• [Task prompt]:
Check every line of the entries that follow, and copy the ones containing "brown".

• [Dataset]:
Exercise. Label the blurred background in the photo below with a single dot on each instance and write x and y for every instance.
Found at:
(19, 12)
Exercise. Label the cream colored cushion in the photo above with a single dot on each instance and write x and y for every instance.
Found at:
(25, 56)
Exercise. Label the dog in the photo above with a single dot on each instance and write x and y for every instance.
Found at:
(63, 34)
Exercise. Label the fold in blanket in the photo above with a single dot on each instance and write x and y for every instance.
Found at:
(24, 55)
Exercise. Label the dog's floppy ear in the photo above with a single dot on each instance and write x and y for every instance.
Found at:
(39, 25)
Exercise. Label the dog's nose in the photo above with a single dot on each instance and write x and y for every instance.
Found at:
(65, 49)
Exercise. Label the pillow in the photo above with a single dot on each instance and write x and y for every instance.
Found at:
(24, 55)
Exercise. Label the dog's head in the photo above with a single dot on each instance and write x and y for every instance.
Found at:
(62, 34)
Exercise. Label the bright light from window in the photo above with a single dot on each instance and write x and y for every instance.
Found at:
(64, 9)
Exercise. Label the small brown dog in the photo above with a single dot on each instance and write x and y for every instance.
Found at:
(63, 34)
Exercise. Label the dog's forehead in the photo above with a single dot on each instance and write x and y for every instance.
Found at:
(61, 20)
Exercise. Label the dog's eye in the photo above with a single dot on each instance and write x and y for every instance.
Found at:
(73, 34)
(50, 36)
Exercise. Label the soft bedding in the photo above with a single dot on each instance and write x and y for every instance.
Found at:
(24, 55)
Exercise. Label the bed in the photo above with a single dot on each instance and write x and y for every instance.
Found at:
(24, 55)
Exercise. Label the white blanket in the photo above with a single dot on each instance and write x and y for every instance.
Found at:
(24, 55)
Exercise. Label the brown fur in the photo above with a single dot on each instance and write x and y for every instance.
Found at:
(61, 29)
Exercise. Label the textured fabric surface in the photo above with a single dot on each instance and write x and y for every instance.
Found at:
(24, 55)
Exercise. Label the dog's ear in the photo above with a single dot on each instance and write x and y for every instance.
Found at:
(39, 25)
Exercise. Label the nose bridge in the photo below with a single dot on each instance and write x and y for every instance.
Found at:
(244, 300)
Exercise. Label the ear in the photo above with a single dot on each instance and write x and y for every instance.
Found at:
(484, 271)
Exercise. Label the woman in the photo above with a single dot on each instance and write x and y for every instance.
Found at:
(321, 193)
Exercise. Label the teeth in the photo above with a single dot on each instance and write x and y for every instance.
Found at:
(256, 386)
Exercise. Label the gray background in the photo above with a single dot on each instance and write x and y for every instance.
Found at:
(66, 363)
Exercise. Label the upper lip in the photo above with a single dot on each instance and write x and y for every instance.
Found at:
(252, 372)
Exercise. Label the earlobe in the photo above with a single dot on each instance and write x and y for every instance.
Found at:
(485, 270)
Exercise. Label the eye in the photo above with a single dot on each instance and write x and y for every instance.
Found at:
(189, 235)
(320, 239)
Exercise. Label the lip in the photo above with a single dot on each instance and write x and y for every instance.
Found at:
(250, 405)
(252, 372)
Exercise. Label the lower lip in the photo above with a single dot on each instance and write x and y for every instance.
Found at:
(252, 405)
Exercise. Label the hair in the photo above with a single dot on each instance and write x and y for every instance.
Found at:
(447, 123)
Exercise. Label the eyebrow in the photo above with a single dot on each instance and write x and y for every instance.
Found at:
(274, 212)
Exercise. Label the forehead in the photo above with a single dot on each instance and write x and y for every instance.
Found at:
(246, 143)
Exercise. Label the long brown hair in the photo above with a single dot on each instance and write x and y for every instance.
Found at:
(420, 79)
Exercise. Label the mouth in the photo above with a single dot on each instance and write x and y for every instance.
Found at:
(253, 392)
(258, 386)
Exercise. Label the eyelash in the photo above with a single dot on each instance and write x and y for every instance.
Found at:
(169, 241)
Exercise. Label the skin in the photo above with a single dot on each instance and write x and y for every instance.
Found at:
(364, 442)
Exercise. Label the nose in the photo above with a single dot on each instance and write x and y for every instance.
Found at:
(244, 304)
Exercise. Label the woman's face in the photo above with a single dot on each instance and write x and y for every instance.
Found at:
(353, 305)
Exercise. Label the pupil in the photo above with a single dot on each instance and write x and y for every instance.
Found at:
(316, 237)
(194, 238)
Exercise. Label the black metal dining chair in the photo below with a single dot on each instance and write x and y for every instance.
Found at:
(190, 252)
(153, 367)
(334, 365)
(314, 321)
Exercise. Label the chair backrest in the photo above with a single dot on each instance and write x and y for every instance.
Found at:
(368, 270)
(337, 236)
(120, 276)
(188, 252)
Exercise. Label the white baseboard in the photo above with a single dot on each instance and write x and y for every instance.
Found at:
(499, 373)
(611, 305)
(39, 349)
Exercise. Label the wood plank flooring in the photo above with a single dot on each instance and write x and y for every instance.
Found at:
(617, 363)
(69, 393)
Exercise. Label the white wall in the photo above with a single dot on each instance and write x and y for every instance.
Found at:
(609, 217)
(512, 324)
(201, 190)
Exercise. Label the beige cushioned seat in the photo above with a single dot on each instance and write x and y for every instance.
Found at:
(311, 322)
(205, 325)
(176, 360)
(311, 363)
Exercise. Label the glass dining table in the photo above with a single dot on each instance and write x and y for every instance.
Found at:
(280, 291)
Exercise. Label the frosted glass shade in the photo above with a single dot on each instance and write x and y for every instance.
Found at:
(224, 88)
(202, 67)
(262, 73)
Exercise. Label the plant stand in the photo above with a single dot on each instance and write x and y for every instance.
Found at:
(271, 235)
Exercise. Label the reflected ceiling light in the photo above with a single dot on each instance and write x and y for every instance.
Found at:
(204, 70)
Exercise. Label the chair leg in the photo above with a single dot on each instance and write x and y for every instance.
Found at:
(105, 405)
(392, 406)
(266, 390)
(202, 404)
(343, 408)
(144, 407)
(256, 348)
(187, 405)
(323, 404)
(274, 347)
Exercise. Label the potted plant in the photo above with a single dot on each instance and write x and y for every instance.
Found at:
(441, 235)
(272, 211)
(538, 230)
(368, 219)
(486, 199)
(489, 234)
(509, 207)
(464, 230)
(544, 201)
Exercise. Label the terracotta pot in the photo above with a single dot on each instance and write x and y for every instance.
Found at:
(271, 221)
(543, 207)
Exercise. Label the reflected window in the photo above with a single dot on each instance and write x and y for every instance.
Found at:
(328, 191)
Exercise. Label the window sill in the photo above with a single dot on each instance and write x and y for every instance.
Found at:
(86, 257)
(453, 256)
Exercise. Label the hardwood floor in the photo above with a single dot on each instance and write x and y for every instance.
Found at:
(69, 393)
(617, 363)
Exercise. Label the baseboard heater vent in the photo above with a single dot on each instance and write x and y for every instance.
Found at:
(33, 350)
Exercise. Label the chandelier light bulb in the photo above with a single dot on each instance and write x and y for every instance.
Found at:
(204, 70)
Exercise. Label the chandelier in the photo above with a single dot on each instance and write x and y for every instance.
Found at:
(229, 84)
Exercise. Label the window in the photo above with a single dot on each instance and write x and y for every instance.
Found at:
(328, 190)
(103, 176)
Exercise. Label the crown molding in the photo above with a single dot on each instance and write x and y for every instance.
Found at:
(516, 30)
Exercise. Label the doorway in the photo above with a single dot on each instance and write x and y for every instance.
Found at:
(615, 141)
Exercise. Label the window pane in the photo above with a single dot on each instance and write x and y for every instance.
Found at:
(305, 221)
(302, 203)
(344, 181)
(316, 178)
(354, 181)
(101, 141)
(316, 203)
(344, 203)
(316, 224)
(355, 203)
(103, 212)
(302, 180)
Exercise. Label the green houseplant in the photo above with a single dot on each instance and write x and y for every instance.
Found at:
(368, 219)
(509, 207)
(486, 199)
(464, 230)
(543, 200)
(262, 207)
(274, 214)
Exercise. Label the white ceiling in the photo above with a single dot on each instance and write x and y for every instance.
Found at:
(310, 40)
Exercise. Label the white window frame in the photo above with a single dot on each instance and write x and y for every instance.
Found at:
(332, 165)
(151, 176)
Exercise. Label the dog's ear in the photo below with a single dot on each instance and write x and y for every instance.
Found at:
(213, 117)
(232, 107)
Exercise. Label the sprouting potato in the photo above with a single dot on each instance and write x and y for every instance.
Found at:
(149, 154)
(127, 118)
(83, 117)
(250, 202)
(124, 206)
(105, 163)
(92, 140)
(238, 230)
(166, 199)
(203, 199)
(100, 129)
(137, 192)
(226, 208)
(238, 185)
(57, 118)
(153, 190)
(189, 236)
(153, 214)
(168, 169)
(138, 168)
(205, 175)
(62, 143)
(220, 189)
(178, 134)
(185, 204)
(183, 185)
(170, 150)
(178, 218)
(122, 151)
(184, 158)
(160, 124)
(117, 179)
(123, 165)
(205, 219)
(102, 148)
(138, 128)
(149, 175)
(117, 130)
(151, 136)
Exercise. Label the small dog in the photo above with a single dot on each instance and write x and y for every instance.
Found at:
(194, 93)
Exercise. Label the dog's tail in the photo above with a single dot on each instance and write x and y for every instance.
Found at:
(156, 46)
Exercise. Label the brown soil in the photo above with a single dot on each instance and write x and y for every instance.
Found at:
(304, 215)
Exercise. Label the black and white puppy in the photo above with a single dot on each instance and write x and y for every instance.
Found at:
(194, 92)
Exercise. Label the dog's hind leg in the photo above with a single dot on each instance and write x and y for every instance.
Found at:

• [Completed task]:
Exercise. Label the small brown dog in the photo above with a single dot on each instance and write x and y for every instance.
Exercise. Label the brown fur in the photo above with a single dot on each instance and write x and y for every instance.
Exercise. Label the long brown hair in the photo above with a single dot on each instance and write x and y for every instance.
Exercise. Label the brown soil in the photo above with a single dot on each instance and write x and y for every instance.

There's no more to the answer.